**EXERCISE AIM**
Output the stretch of the listing from the line containing "I'm looking at the image below." through the end of the listing as a Markdown table with the columns Row and Line, numbering each row and skipping blank lines. Leave the pictures out of the answer.

■ ■ ■ ■ ■

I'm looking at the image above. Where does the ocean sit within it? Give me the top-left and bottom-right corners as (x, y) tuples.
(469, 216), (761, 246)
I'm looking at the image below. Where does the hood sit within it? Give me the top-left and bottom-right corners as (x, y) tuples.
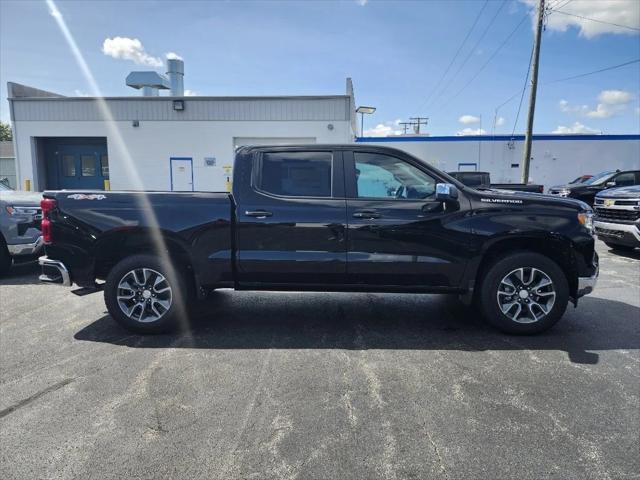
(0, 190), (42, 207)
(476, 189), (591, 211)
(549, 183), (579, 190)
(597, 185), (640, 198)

■ ■ ■ ■ ■

**OUTPUT BELOW**
| Row | Line |
|---|---|
| 1 | I'm looking at the image below. Where does the hood sit within it? Give me the top-left and bottom-right corners as (x, y) tuples. |
| 2 | (0, 190), (42, 207) |
| 3 | (476, 189), (591, 211) |
| 4 | (549, 183), (579, 190) |
| 5 | (597, 185), (640, 198) |